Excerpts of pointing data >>
((
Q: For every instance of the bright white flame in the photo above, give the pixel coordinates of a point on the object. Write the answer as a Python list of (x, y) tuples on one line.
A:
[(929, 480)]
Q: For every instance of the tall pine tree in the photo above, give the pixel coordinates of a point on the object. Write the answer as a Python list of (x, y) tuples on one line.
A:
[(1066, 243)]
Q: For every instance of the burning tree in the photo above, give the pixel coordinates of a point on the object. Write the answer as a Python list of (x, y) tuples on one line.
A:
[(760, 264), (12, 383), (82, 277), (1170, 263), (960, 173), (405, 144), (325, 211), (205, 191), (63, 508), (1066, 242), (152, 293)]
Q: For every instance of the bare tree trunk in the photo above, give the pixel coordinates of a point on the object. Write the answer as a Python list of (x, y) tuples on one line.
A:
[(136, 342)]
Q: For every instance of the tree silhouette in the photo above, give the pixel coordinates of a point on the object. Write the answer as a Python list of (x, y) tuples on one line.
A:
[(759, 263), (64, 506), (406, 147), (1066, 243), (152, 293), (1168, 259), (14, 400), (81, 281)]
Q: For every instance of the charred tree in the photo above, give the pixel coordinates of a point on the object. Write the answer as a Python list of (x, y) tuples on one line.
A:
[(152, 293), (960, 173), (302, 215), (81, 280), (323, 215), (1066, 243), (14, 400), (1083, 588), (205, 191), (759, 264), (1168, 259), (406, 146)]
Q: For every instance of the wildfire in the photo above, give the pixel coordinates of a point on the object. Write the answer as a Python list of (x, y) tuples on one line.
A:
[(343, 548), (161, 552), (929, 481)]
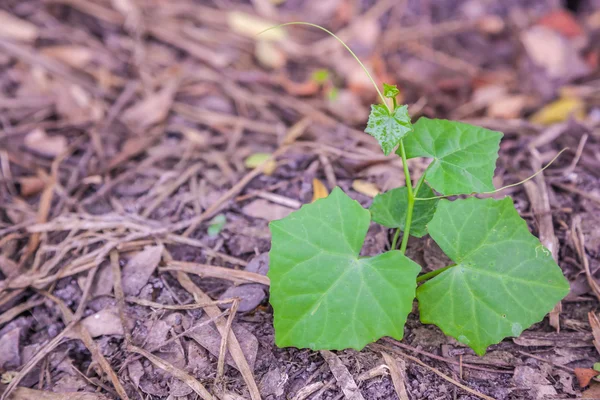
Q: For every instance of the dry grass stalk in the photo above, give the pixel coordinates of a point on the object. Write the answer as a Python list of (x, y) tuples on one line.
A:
))
Aim >> Omit the pictures and write out exactly the lines from the one containing "Q: For every instance of the tall" through the last line of the material.

Complete response >>
Q: For every instance of the tall pine tree in the photo above, give the pixel coordinates of a point on the object. Write the answer as a Python list of (x, y) tuples on one line.
A:
[(1066, 243)]
Q: For every instance of the burning tree in the photo above, give the pixel coordinates of a point on the object. Write the answer as a Python list of (x, y) tuples on one line.
A:
[(760, 264), (12, 383), (82, 277), (1170, 263), (960, 173), (405, 144), (325, 211), (205, 191), (63, 508), (1066, 242), (152, 293)]
Q: For every instance of the bare tree trunk in the photo above, give the pixel coordinates of a point on the object. Write the answer as a Python list of (x, y) tuples on one line.
A:
[(136, 342)]
Q: For every instance of the tree silhouette in the photo above, give the pixel coordinates of a point on the object. Write the answer as a Python list of (x, y) tuples on one line.
A:
[(759, 263), (64, 506), (406, 147), (1066, 243), (152, 293), (1168, 259), (14, 400), (81, 281)]
Q: For every instance of the charred tree in the photo above, give the pixel coordinates of a point on the object. Write the answer as a Python list of (x, y) tuples on one line.
A:
[(152, 293), (960, 173), (302, 215), (81, 280), (323, 215), (1066, 243), (14, 400), (1083, 588), (205, 191), (759, 264), (1168, 259), (406, 146)]
Q: For every instance of the wildfire in the photo above, give the pixel coordinates of a point on the object. Write the answer as a Python list of (x, y) tuples on one line.
A:
[(343, 548), (161, 552), (929, 481)]
Q: For every instance of the dry grass stalk in the photo above, give the pixel coordinates of a point on the object. Write the answer as a Python list of (x, y) tuples on one line.
A:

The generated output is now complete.